Anyway, now it's onto the next round of "yes, the grammar works, now
to stop ANTLR spewing 5000 warnings at me".
Steve
Table rows:
{|
|-
|You parse and parse and parse and read and read and you have no idea
whether this is a table cell or a style property for the cell, until
you hit either a | or a ||. Oops, it was just a style property, better
go back and parse it again.
|}
That's kind of evil. For big table rows, that could get very expensive to parse.
Steve
Consider this:
{|
|-
|foo || boo || moo moo moo moo moo moo moo
zoo
|}
Being able to deal with both single-line and multi-line cell contents
is quite painful. In the case above, we know that foo and boo are
single-liners only by the time we hit the ||. With the moo's, we only
know it's *not* a single liner once we hit the newline. And we only
know that hte 'zoo' is the continuation of that multiliner once we
work out way through all that whitespace.
In my delirious state, I'm dreaming up all sorts of friendlier
syntax...maybe I should write one up somewhere. :)
Steve
Never noticed this before. Compare these:
[[foo|]]
[[foo| ]]
Both render as if they were [[foo]], but the first one is replaced by
[[foo|foo]] at savetime, while the second one isn't it. Feature or
bug?
I'm a bit skeptical about the need to transform pipetricks at
savetime. I think a developer once explained it as not wanting third
party users of wikitext to have to know the transformation rules, but
that sounds pretty flimsy to me.
Steve
There is no shortage of curious behaviour in our parser when you look
hard enough:
foo
(note the space at left, this is what I call a 'spaceblock' and
renders as <pre>foo</foo>)
<pre>foo</pre>
(again with space, renders exactly as before - the parser evidently
decides the extra <pre> is redundant)
But what about:
foo </pre>
Strangely enough, this renders without a <pre> block at all.

● **Your objective**
Answer these about the parser discussion:
1. In table row markup, which characters must the parser reach before it knows whether it has been reading a style property?
2. What name is given to a line that begins with a space and renders as preformatted text?
3. At savetime, what is [[foo|]] replaced by?
The records that follow come from a separate source and are unrelated to the parser discussion.

● **Data records**
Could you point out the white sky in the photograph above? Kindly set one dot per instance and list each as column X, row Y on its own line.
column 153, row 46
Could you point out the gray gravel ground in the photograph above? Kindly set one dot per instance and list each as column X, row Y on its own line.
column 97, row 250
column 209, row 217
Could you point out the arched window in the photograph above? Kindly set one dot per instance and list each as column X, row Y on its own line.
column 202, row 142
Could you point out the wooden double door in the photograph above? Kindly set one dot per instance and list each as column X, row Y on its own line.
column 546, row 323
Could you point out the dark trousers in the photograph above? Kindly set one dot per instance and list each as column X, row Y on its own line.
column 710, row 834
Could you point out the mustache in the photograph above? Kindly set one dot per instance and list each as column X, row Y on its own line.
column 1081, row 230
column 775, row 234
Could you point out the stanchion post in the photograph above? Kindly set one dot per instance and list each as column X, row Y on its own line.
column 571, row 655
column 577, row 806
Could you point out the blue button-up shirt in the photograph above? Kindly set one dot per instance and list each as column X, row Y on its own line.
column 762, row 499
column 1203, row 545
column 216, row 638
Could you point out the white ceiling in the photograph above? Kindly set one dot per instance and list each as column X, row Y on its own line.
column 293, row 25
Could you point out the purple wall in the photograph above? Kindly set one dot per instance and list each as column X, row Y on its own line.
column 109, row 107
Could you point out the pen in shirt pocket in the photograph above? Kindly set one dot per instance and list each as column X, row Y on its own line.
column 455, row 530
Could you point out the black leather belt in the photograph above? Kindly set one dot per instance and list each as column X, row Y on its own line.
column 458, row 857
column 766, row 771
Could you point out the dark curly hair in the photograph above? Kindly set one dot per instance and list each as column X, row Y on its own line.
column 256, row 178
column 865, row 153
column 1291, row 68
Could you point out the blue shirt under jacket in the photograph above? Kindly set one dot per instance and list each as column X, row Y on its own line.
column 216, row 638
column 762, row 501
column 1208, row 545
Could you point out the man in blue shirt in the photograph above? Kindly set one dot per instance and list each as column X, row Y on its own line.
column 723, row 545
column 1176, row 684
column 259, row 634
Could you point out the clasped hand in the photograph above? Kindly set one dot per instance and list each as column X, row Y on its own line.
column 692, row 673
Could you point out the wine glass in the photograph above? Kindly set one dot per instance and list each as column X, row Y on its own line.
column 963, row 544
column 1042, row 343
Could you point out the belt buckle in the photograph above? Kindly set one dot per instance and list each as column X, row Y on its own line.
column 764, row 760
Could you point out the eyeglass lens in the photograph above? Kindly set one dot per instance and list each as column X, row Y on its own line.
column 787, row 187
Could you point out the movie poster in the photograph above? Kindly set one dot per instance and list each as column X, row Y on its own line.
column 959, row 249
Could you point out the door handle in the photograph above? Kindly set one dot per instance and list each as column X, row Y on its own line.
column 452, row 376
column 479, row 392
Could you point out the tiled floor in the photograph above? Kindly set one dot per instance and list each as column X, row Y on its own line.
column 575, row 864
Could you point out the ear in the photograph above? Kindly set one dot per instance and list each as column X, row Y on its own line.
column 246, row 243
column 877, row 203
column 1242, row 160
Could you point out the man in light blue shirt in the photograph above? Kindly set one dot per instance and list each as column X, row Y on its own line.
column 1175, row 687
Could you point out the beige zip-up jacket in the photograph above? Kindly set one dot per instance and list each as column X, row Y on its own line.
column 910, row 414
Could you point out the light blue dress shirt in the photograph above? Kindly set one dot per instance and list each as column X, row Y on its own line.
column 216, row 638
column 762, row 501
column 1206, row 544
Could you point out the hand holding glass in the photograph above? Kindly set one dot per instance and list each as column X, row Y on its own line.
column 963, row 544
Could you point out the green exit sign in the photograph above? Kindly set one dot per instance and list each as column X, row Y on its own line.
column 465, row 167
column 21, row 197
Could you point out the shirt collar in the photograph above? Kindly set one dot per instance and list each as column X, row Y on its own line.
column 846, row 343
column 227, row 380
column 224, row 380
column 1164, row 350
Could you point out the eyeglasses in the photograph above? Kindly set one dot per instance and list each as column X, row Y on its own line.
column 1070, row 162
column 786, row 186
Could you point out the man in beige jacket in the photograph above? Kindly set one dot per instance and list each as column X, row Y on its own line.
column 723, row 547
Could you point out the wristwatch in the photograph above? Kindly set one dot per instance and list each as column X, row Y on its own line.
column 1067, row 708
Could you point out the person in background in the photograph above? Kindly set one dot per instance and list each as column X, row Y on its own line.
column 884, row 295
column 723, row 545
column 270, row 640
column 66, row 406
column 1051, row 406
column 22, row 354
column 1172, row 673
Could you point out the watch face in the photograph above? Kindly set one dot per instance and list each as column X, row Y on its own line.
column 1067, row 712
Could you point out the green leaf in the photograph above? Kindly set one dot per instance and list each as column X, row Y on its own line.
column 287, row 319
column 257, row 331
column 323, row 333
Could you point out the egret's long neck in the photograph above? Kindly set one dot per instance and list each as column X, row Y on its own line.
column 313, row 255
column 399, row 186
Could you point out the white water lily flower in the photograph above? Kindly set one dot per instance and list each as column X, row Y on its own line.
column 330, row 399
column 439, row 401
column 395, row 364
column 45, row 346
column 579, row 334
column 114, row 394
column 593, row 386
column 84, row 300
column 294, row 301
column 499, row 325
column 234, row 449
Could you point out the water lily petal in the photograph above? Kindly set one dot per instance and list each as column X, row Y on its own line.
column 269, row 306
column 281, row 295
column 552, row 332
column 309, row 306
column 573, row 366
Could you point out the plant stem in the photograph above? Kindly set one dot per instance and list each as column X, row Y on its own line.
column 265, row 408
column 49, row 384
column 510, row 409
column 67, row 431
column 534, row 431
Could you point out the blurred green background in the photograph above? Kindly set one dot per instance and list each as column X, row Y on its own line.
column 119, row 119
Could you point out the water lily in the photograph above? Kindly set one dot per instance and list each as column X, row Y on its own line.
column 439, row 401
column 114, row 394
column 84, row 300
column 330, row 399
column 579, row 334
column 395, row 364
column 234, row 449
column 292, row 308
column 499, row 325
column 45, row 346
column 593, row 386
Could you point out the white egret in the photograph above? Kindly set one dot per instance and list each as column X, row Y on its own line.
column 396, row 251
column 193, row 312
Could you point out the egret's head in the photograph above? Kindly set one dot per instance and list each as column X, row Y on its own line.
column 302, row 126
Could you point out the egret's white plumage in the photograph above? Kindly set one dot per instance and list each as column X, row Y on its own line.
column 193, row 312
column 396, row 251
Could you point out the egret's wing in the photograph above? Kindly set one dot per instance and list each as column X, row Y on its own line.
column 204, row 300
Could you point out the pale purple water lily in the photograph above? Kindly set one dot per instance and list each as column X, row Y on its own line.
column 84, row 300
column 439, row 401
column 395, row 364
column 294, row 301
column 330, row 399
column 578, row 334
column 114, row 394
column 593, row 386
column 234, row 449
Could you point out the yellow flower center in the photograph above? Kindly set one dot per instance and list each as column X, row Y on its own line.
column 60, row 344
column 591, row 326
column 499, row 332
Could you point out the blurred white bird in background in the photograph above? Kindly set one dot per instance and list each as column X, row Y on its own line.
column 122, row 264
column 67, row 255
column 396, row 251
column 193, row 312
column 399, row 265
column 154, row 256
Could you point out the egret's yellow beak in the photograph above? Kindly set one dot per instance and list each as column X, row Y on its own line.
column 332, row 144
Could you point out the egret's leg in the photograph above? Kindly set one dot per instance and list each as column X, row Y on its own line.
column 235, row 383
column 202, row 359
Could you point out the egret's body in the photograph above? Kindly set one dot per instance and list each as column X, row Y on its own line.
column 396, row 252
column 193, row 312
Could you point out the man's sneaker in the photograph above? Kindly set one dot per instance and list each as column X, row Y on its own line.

● **Task result**
1. A | or a ||.
2. A 'spaceblock'.
3. [[foo|foo]].